# DATA PROVIDED:
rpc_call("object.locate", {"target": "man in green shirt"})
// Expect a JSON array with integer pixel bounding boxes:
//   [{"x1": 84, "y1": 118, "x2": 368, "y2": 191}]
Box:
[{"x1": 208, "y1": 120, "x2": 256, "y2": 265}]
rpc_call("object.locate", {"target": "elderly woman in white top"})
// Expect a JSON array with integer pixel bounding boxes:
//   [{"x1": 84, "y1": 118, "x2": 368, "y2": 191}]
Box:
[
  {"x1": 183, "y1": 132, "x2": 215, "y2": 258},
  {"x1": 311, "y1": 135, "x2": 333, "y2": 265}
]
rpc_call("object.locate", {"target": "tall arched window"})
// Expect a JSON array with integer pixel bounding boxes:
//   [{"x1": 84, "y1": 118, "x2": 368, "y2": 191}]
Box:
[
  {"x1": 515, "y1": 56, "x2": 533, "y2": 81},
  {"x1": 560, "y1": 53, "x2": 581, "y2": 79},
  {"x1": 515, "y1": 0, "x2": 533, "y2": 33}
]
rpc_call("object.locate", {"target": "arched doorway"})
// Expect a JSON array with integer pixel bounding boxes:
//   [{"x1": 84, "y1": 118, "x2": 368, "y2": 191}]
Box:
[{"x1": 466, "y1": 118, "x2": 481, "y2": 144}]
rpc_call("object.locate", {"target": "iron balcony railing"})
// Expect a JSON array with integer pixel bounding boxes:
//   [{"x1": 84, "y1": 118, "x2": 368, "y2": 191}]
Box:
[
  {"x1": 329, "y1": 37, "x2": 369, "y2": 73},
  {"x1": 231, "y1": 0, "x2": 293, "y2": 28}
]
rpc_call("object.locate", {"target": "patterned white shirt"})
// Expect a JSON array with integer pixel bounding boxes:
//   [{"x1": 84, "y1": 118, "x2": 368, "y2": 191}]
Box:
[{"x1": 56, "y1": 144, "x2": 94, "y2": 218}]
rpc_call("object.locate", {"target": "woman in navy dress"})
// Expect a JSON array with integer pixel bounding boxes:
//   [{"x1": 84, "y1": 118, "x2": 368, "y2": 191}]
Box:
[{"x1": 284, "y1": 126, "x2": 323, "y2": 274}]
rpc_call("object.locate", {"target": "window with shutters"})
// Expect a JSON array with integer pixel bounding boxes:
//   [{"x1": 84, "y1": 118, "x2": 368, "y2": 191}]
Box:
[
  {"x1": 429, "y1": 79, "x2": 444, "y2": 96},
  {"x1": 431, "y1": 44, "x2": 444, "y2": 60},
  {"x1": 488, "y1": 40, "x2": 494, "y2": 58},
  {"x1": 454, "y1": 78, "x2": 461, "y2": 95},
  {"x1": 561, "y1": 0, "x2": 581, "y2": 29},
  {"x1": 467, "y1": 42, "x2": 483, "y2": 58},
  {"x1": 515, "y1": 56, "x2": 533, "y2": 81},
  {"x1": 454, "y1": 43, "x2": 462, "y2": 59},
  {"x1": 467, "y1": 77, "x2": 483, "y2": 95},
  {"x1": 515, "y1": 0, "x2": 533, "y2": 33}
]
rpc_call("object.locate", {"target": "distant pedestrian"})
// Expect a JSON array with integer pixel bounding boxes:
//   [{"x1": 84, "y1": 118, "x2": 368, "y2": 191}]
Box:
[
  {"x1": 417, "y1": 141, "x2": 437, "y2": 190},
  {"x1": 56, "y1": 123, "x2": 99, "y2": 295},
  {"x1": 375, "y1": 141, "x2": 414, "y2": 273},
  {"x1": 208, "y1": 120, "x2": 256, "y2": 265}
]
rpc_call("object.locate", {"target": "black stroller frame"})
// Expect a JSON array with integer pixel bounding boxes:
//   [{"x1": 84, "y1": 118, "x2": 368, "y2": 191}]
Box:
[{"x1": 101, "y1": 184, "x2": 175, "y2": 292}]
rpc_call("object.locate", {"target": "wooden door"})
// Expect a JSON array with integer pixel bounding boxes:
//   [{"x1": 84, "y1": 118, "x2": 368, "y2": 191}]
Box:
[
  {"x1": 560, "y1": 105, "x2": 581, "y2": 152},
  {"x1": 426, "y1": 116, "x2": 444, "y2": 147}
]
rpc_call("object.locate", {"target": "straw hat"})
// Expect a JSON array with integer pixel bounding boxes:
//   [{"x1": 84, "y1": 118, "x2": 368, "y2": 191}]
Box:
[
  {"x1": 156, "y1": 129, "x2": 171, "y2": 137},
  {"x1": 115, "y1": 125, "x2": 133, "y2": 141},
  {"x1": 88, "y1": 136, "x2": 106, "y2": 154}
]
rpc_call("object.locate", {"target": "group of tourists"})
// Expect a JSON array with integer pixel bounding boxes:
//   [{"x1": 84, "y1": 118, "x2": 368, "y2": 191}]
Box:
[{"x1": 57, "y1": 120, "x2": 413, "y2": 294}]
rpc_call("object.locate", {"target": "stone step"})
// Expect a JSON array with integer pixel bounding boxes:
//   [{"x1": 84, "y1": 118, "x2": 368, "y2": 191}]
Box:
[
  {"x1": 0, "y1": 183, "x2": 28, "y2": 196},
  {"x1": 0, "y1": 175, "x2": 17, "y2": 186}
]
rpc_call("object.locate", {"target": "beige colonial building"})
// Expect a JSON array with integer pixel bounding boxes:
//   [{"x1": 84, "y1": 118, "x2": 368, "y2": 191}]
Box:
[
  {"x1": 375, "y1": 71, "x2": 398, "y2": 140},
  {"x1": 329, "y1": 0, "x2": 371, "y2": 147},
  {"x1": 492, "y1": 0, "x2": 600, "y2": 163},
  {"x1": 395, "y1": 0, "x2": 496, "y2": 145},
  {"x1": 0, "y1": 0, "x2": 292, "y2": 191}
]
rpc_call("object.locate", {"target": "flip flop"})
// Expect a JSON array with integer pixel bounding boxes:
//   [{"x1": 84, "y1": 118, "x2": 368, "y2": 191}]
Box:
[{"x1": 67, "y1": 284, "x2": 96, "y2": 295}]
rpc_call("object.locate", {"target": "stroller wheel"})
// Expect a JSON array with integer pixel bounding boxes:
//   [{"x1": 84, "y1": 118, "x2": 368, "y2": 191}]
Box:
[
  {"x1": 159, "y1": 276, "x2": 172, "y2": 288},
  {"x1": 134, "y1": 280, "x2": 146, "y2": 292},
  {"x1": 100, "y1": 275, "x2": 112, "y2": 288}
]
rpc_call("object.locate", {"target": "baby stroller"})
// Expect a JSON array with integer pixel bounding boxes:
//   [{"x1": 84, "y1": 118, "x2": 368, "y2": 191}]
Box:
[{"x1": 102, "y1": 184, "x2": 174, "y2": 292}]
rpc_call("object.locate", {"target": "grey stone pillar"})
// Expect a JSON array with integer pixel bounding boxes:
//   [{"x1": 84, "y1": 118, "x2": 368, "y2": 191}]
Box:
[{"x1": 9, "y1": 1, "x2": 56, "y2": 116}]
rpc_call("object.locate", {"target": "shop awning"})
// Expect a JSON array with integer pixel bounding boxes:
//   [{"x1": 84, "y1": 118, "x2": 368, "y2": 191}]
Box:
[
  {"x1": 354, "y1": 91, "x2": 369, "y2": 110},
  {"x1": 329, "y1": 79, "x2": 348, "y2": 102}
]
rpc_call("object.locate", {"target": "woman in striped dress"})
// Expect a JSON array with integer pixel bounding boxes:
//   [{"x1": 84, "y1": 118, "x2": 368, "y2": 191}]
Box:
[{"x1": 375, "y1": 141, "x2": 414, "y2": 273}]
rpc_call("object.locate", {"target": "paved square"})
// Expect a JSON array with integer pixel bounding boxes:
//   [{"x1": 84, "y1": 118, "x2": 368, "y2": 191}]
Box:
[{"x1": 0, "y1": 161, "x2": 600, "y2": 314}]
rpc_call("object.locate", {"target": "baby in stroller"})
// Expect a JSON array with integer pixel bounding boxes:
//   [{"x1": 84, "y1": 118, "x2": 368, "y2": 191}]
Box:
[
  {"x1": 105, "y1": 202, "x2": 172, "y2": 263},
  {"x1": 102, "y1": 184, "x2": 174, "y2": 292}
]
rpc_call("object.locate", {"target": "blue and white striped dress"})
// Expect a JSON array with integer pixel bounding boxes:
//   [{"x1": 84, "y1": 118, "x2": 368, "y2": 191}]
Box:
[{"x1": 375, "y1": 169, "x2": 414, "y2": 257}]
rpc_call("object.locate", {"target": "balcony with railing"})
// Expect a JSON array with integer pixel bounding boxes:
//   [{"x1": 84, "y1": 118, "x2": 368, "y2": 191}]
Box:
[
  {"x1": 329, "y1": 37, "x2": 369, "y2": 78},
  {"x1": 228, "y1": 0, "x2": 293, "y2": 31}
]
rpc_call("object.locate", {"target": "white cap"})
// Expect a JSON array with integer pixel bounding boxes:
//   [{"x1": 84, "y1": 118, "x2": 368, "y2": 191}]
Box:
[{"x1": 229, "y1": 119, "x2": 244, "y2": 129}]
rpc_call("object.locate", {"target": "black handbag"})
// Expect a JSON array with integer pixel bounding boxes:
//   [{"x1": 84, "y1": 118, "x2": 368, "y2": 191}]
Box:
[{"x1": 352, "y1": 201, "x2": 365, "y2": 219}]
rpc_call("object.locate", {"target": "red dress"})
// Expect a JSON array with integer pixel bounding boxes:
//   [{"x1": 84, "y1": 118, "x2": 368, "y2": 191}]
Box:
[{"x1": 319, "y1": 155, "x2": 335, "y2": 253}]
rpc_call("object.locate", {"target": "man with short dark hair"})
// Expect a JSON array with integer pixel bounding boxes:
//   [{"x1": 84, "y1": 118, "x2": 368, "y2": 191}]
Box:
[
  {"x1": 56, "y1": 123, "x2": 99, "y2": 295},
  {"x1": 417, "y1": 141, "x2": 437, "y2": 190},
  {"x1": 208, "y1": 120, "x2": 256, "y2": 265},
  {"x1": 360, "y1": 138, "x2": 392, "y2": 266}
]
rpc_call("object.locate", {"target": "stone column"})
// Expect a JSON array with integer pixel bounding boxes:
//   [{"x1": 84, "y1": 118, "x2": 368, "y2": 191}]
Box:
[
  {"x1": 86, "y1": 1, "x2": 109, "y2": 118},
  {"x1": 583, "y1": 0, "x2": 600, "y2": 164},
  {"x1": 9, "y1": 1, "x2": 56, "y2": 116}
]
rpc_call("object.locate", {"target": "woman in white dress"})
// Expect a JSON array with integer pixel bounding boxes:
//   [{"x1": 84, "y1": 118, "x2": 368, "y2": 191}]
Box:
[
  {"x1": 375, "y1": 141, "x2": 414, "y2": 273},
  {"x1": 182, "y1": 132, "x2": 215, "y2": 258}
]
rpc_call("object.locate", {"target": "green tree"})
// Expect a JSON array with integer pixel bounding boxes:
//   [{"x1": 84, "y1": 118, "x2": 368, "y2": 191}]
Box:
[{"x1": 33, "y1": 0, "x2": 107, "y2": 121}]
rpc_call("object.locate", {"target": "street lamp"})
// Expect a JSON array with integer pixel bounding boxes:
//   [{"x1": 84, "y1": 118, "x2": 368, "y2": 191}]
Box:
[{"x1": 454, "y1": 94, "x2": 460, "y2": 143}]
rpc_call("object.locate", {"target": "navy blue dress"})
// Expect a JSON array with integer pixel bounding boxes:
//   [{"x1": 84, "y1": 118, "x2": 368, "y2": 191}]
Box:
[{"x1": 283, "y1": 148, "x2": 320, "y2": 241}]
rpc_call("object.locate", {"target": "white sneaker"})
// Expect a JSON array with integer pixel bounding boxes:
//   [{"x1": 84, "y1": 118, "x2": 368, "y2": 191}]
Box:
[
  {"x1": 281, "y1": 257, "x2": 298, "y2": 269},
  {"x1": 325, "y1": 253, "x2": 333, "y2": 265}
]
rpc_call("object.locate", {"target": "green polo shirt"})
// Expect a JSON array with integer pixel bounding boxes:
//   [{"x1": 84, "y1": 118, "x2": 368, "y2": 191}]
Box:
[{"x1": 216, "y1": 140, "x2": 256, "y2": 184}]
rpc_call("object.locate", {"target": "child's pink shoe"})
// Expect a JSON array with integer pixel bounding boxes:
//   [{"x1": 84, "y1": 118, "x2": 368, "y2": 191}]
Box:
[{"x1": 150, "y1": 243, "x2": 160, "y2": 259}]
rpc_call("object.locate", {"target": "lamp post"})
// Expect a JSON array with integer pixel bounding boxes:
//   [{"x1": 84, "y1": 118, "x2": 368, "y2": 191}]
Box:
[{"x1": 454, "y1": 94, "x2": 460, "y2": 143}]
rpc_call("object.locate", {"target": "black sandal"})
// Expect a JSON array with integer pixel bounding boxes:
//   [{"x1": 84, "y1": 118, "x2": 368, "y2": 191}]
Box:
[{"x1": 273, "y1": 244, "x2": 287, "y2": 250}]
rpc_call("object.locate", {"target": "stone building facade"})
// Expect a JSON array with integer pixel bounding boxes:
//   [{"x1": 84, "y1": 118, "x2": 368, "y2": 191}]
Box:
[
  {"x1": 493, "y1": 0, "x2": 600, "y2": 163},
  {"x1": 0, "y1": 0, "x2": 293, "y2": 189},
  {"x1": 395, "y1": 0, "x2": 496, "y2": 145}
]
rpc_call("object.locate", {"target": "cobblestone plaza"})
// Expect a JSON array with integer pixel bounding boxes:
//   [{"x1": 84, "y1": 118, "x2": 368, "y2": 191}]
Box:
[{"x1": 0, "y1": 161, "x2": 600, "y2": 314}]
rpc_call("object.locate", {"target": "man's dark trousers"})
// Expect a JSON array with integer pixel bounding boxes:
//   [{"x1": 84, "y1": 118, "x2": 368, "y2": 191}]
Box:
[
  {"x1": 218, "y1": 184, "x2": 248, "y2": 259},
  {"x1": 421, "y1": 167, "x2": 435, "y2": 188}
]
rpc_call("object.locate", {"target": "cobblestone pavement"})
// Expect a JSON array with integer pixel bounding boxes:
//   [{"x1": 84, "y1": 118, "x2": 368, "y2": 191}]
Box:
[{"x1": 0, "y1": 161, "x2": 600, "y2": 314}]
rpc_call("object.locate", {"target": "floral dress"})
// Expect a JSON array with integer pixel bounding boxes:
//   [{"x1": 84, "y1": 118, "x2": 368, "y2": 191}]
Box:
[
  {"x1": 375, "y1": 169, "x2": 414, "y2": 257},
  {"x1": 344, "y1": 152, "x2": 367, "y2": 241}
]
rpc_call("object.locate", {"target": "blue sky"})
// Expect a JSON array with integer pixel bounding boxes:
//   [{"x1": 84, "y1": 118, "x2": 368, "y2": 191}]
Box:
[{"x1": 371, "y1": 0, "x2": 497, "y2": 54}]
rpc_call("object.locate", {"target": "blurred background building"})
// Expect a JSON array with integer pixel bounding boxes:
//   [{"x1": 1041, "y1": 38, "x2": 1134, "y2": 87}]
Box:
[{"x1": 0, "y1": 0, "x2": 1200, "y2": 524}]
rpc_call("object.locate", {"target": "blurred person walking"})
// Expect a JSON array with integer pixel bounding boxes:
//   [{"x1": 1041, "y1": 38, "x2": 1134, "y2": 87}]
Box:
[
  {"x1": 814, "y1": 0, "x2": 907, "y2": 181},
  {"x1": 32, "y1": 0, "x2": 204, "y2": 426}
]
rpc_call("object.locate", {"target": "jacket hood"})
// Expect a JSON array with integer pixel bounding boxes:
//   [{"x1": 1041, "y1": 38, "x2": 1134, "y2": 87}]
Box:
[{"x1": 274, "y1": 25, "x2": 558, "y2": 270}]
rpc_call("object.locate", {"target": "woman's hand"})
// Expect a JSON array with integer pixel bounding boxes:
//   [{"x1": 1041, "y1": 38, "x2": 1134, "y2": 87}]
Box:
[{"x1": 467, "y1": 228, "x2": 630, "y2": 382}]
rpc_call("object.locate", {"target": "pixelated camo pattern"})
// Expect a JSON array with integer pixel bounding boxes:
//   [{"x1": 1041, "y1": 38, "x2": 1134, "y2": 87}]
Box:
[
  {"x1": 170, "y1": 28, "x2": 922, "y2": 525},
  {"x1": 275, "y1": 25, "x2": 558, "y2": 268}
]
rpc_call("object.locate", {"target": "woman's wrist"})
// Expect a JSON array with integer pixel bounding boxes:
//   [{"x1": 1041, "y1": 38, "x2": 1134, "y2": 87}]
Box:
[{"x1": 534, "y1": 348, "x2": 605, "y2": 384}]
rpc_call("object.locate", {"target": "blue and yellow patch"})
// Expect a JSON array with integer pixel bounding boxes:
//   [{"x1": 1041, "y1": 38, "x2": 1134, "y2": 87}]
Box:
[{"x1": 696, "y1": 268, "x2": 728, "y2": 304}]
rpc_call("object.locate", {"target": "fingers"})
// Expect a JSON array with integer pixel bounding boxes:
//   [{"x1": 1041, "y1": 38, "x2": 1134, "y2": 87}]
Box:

# WHAT TO PRODUCE:
Find each line above that contains the word "window" and copy those lines out in full.

# SOLUTION:
rpc_call("object.locate", {"target": "tall arched window"})
rpc_call("object.locate", {"target": "window with shutters"})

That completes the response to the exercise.